(Recorded data)

• • • •

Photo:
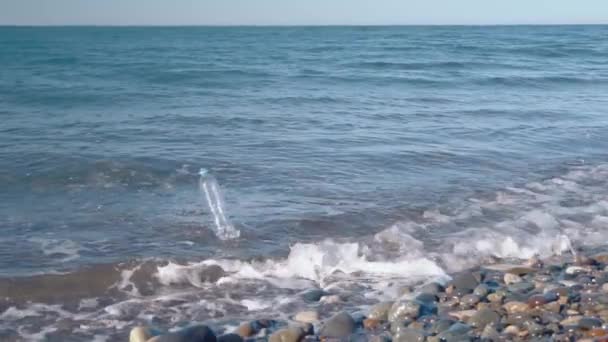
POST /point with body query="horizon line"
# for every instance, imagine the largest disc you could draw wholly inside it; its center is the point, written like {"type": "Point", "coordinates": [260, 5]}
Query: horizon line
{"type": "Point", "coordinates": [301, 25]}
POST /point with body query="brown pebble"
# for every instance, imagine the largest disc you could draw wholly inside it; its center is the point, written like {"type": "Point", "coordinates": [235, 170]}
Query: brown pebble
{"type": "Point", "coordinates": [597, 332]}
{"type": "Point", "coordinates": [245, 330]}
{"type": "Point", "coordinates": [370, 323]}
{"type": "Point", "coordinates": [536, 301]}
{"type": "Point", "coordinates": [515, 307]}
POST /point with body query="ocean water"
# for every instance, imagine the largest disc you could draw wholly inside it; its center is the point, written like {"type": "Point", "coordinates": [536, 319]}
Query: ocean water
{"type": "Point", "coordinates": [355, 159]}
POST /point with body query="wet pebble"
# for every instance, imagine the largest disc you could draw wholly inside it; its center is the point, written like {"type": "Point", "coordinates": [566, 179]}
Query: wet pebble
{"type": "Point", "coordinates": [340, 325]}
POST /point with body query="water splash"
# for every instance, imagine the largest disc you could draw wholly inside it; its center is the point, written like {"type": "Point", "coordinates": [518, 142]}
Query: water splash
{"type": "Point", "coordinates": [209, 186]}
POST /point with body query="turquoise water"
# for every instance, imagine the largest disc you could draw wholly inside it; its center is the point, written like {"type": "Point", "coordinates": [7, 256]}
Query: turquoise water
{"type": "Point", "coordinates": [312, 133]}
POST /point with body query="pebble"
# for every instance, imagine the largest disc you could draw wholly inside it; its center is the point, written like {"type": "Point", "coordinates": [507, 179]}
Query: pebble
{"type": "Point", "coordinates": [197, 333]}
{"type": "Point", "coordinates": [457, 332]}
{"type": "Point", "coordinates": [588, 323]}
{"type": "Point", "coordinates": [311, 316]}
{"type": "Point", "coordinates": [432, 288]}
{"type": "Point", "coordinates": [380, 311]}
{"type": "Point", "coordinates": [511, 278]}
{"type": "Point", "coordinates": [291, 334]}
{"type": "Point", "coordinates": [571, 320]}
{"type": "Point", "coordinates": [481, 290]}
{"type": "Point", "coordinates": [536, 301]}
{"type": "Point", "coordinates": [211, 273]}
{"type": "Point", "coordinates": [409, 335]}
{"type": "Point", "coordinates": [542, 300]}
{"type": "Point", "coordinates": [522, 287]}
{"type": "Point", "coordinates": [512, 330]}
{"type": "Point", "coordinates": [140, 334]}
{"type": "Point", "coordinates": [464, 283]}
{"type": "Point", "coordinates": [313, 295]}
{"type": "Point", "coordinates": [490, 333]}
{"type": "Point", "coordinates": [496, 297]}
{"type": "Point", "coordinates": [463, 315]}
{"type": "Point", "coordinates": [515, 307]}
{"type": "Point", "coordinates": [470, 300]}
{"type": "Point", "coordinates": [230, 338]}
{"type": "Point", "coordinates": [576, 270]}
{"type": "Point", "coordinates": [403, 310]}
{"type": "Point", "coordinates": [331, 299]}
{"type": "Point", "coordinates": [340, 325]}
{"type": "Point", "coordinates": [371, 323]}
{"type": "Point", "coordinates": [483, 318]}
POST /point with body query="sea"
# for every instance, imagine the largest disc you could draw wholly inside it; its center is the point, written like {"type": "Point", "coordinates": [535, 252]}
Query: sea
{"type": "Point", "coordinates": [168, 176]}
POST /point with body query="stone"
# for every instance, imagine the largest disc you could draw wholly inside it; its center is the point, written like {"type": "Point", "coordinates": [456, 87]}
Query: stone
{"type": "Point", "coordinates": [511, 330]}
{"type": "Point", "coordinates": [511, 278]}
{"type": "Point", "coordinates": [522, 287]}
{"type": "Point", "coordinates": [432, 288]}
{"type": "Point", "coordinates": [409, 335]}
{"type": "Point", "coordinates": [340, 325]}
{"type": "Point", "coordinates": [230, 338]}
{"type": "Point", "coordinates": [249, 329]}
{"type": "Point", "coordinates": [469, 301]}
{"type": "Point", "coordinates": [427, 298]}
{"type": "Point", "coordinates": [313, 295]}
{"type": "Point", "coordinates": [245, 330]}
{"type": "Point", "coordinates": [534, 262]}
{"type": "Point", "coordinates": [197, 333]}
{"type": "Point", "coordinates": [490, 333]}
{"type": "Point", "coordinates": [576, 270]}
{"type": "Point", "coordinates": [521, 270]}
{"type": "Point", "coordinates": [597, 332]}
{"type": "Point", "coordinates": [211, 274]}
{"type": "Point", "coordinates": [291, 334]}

• • • •

Work required – Extract each line of the items above that contains the string "body", matching case exactly, and copy those lines in full.

Exercise output –
POST /point with body query="horizon line"
POST /point with body query="brown pebble"
POST /point with body query="ocean water"
POST /point with body query="wet pebble"
POST /point with body query="water splash"
POST /point with body query="turquoise water"
POST /point with body query="pebble"
POST /point with body query="sea"
POST /point with body query="stone"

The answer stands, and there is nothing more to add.